___ Recorded information

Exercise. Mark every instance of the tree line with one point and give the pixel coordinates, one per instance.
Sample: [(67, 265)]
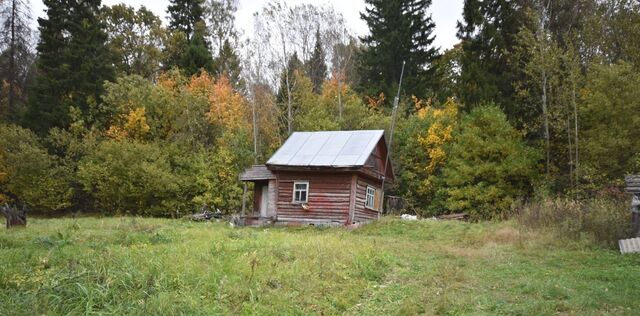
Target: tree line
[(112, 111)]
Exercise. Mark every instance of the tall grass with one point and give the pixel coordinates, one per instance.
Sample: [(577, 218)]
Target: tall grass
[(150, 266), (599, 221)]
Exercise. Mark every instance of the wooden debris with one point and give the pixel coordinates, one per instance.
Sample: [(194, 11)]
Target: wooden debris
[(630, 245), (632, 183), (456, 216)]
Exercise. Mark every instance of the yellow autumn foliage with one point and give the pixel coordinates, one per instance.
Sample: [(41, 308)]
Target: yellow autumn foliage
[(439, 133), (133, 125), (227, 108)]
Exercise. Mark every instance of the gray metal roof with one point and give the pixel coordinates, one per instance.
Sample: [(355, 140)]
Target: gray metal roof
[(327, 149)]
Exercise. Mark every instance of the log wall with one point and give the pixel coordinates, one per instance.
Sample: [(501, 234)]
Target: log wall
[(362, 213), (328, 200)]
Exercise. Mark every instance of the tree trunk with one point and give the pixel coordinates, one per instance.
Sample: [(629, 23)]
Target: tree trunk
[(339, 98), (13, 216), (12, 56), (255, 126)]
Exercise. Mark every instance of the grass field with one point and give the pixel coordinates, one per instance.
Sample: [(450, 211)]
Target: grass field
[(162, 266)]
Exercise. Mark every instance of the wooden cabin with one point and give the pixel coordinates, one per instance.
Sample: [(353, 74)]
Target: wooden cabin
[(321, 178)]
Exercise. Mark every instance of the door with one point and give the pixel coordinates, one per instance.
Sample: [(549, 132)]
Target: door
[(264, 200)]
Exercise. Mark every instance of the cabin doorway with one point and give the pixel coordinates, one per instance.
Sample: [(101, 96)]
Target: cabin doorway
[(264, 200)]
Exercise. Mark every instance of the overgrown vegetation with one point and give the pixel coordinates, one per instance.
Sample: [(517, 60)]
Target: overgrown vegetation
[(600, 221), (127, 115), (132, 265)]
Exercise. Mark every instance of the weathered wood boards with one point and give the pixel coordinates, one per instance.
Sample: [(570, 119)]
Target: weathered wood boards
[(632, 183), (630, 245)]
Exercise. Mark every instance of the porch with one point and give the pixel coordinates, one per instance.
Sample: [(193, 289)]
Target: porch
[(263, 207)]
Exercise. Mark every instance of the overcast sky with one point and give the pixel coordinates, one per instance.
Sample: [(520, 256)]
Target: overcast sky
[(445, 13)]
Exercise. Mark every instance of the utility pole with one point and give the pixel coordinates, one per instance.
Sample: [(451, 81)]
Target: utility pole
[(394, 112)]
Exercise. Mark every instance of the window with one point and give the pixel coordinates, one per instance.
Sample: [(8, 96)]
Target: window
[(370, 200), (300, 191)]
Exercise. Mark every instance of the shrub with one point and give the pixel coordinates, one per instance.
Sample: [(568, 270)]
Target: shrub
[(29, 173), (131, 177), (489, 166)]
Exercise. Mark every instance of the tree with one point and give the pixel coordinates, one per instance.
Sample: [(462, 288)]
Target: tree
[(197, 56), (489, 166), (135, 38), (228, 64), (184, 14), (73, 63), (287, 85), (400, 30), (32, 175), (316, 66), (488, 34), (186, 21), (15, 57), (609, 118), (221, 18)]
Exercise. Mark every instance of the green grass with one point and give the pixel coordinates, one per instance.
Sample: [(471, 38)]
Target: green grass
[(163, 266)]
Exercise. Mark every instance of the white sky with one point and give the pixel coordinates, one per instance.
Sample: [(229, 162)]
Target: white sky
[(445, 13)]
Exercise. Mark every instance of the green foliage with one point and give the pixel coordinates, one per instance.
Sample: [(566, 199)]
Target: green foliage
[(228, 64), (420, 152), (599, 221), (128, 177), (71, 68), (609, 116), (197, 56), (399, 30), (130, 265), (490, 167), (31, 175)]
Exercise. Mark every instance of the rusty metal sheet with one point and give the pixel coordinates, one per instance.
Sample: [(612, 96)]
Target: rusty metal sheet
[(327, 149), (630, 245)]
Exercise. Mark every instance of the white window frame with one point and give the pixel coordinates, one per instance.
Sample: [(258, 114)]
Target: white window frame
[(370, 197), (306, 191)]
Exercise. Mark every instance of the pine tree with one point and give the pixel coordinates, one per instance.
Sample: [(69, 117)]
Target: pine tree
[(287, 84), (184, 14), (228, 64), (488, 36), (316, 67), (73, 63), (197, 55), (15, 59), (186, 17), (399, 30)]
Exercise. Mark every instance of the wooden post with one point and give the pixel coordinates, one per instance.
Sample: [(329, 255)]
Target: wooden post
[(244, 198), (633, 187), (635, 220)]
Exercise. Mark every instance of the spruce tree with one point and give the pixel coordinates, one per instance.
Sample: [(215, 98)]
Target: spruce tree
[(316, 67), (399, 30), (186, 18), (184, 14), (73, 63), (228, 64), (488, 35), (15, 38), (197, 55)]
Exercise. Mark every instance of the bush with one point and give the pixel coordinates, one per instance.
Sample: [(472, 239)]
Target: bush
[(603, 221), (132, 177), (489, 166), (30, 174)]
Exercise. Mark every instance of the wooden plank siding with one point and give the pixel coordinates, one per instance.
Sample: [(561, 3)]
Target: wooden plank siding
[(362, 213), (328, 199)]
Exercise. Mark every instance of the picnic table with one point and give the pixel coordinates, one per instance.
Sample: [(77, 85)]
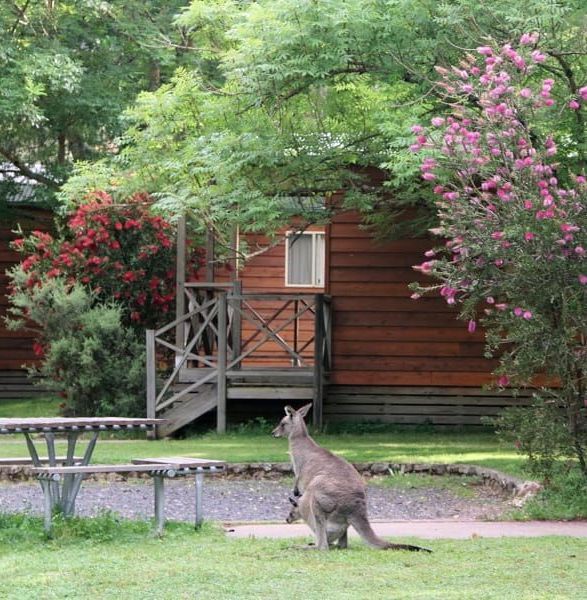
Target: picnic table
[(61, 493)]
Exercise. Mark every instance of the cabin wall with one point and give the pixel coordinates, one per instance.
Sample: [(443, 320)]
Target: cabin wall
[(264, 273), (395, 359)]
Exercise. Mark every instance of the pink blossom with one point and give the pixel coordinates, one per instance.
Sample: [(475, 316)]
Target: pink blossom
[(425, 267), (528, 38), (450, 196), (485, 50), (568, 228)]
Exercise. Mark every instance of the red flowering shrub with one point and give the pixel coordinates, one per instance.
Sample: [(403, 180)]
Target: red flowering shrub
[(119, 252)]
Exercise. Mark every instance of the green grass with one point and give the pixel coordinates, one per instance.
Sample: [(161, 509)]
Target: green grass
[(397, 446), (255, 444), (464, 487), (100, 558), (29, 407)]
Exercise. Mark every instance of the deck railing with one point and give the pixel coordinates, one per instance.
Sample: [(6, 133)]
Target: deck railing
[(224, 331)]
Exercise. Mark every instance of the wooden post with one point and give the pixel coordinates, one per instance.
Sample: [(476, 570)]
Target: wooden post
[(180, 283), (236, 328), (318, 360), (159, 493), (222, 345), (198, 497), (151, 374), (210, 257)]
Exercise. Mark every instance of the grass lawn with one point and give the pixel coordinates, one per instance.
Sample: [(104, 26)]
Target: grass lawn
[(29, 407), (98, 558), (255, 445), (394, 446)]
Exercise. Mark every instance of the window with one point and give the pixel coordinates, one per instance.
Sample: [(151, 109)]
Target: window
[(304, 259)]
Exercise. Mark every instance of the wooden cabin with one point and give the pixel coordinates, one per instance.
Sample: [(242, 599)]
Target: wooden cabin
[(325, 316)]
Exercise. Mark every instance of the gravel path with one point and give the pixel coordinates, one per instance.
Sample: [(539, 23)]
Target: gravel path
[(233, 500)]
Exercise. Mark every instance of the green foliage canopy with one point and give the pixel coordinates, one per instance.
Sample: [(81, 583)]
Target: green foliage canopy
[(299, 99), (69, 68)]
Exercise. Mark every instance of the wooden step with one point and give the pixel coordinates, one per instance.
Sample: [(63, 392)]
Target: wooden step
[(269, 376), (187, 410), (266, 392)]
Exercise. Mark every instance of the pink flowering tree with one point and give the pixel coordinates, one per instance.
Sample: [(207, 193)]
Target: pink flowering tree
[(512, 207)]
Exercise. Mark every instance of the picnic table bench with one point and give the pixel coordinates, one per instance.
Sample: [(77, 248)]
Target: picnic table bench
[(157, 468), (23, 461)]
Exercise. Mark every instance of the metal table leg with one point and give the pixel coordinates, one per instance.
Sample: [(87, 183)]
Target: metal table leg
[(199, 488), (159, 503)]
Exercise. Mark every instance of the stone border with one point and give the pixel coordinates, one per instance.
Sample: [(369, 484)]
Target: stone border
[(520, 489)]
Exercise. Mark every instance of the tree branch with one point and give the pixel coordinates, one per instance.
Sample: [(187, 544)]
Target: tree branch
[(27, 171)]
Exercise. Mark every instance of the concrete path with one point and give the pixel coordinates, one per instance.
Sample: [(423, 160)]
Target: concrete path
[(425, 529)]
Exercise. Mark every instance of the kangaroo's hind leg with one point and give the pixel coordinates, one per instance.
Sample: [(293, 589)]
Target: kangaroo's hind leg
[(343, 540)]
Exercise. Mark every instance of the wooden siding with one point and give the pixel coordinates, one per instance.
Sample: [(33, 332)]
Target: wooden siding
[(416, 405), (381, 336), (265, 273)]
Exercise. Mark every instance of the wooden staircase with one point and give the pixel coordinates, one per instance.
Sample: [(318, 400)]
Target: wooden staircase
[(277, 384), (213, 358), (188, 408)]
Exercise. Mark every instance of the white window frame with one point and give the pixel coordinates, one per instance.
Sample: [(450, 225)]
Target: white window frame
[(314, 235)]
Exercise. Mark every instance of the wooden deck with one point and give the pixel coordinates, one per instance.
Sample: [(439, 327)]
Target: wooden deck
[(234, 346)]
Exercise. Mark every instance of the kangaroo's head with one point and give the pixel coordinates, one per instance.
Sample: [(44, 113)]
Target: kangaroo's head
[(292, 422)]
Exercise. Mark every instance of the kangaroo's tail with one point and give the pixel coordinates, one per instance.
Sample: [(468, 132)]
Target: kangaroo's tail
[(364, 529)]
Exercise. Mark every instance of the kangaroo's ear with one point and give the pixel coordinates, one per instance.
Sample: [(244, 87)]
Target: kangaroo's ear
[(305, 409)]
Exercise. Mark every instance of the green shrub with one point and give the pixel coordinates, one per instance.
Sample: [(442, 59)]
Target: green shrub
[(89, 355)]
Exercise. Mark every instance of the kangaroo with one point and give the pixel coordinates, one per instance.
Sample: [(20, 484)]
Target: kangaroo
[(329, 492)]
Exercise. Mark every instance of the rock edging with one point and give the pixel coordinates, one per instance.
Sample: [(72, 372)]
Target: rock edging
[(520, 489)]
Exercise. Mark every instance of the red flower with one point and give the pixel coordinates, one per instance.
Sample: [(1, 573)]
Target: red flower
[(129, 276)]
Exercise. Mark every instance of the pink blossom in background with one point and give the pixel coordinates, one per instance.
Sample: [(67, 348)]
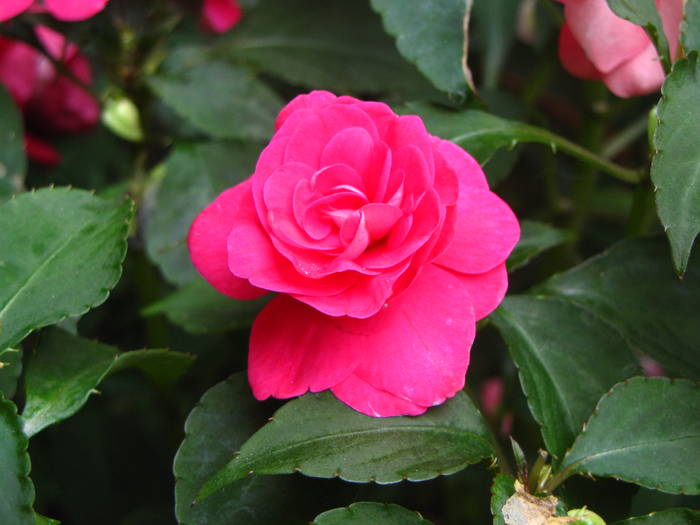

______

Exercise description
Look above for the line with "Target: rusty metal sheet"; retype exactly that line, every line after it up to the line with "Sample: [(69, 117)]", and that line too, nothing else.

Exercise output
Target: rusty metal sheet
[(327, 149), (630, 245)]
Exercise. Mark every instance of the white window frame with one point and give the pixel coordinates, one per instance.
Sample: [(258, 114)]
Target: white window frame
[(370, 197), (306, 191)]
Exercise. Mark every instance of the pine tree with one point and give the pixel coordinates, one per instance.
Sample: [(69, 117)]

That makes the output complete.